Study text:
The AMT. You know how it works – Congress comes up with another AMT patch at the stroke of midnight and middle-class taxpayers are saved once more. Well, just to make things interesting, the Tax Extenders Act of 2009 doesn’t include an AMT patch for 2010. Many tax professionals think the 2010 patch issue will be addressed early next year, with the patch for the 2010 tax year made retroactive.

How will marginal tax rates rise in 2011? Does anyone think taxes won’t increase in the near future? At present, the marginal tax rates are 10%, 15%, 25%, 28%, 33% and 35%. If Congress doesn’t act by the end of 2010, the tax brackets will reset to 15%, 28%, 31%, 36% and 39.6%. By the way, President Obama and some Democrats have proposed future tax brackets of 10%, 15%, 25%, 28%, 36% and 39.6% for 2011 (that is, only the highest two brackets would revert to pre-EGGTRA levels).

A healthcare surtax? If the healthcare reforms pass in 2010, taxpayers in the highest brackets might pay even more to the IRS. For example, the legislation that the House passed would require couples with MAGI of $1,000,000 or more or individuals with MAGI of $500,000 or more to pay an additional 5.4% surtax.

And finally, a dilemma for Congress. Congress would like to extend the Bush-era tax cuts further to protect lower-income and middle-income taxpayers. However, some analysts say it would cost the federal government more than $1 trillion over the next decade to do so.

Have you talked to your financial or tax advisor lately? If you have, good for you. If you haven’t, do so now. Prepare for change, and plan to take advantage of extended and potentially expiring tax breaks.

Thursday, December 3, 2009

MEDIGAP: WHY IT MATTERS

Medicare may not cover as much as you think.

Will you be 65 soon? If you’re turning 65 in the next few months, you might consider getting a Medigap policy to supplement your Medicare coverage. Most people think Medicare covers more than it actually does.

For 2009, Medicare Part A gives you a $1,068 hospital deductible per stay; Medicare Part B asks you to pay 20% of physician, outpatient and home healthcare costs after a $135.00 deductible. With numbers like these, it’s easy to see the value of Medigap coverage.

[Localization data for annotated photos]
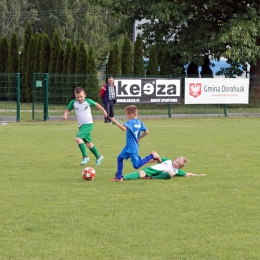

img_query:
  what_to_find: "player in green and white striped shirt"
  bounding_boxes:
[63,87,107,166]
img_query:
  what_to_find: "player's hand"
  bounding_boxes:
[109,117,116,123]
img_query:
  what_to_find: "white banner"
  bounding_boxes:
[184,78,249,104]
[114,78,181,104]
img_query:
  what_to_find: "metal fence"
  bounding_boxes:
[0,73,260,122]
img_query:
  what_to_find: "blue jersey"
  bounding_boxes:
[124,118,147,154]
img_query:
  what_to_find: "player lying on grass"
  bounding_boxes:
[123,156,205,180]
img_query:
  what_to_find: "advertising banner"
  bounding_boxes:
[114,78,181,104]
[185,78,249,104]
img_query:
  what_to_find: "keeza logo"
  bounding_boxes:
[189,83,202,98]
[115,78,179,97]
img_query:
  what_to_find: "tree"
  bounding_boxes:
[86,45,99,100]
[160,50,172,75]
[133,34,144,76]
[94,0,260,88]
[121,36,133,75]
[109,42,121,75]
[20,22,33,102]
[66,44,77,103]
[62,40,72,74]
[106,48,114,75]
[146,45,158,76]
[22,36,36,103]
[55,46,64,74]
[187,61,199,78]
[0,36,9,73]
[48,30,60,104]
[49,30,60,73]
[33,33,42,73]
[62,40,72,104]
[200,56,214,78]
[76,41,87,88]
[5,33,19,100]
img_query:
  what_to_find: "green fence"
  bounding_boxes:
[0,73,21,122]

Task requirements:
1. Please print the tax and Medigap article from "A healthcare surtax?" up to and including "expiring tax breaks.".
2. Write what comes next in the tax and Medigap article, picking up after its final sentence.
These records were drawn from a separate source.

Answer list:
1.
A healthcare surtax? If the healthcare reforms pass in 2010, taxpayers in the highest brackets might pay even more to the IRS. For example, the legislation that the House passed would require couples with MAGI of $1,000,000 or more or individuals with MAGI of $500,000 or more to pay an additional 5.4% surtax.

And finally, a dilemma for Congress. Congress would like to extend the Bush-era tax cuts further to protect lower-income and middle-income taxpayers. However, some analysts say it would cost the federal government more than $1 trillion over the next decade to do so.

Have you talked to your financial or tax advisor lately? If you have, good for you. If you haven’t, do so now. Prepare for change, and plan to take advantage of extended and potentially expiring tax breaks.

2.
Are you in the GAP (guaranteed acceptance period)? The easiest time to qualify for Medigap coverage is right around 65 – specifically, the window of time starting three months before and ending six months after your 65th birthday. This is the “guaranteed acceptance” period, in which anybody with Medicare can get into a Medigap plan. Outside of this window of time, you need to be reasonably healthy to get Medigap coverage.

In most states, there are 12 Medigap plans offered - Medigap A through L. Plans A through J are the “traditional” plans; K and L are high-deductible plans and far less popular.

The A-J plans all offer you the same set of core benefits: 20% coinsurance after you pass the $135 Part B deductible, all Part A Hospital coinsurance for hospital stays between 61-150 days, 3 pints of blood (Parts A & B), and 365 more lifetime hospital days. While these basic benefits stay the same among Medigap plans offered through different companies, premiums differ quite a bit among insurance providers.


Medicare Advantage plans. These private insurance plans are also called Part C plans, and they exist in different varieties - HMOs, PPOs, PFFSs (Private Fee-for-Service Plans), and MSAs (Medicare Savings Accounts). Plan members pay a percentage of the costs for medical services they receive, which means relatively low premiums.


By law, all Medicare Advantage plans are at least as wide-ranging as original Medicare, and many also provide coverage for drug costs. Most of these plans cap member payments at a certain level annually.


Unfortunately, federal government subsidies on MA plans will shrink by as much as 5% in 2010, which will likely mean higher premiums and/or fewer benefits.


Read the fine print and shop around. Medigap coverage is not all the same, so be sure to compare and contrast Medigap plans with the input of an experienced insurance professional who understands the medical and lifestyle issues common to mature Americans.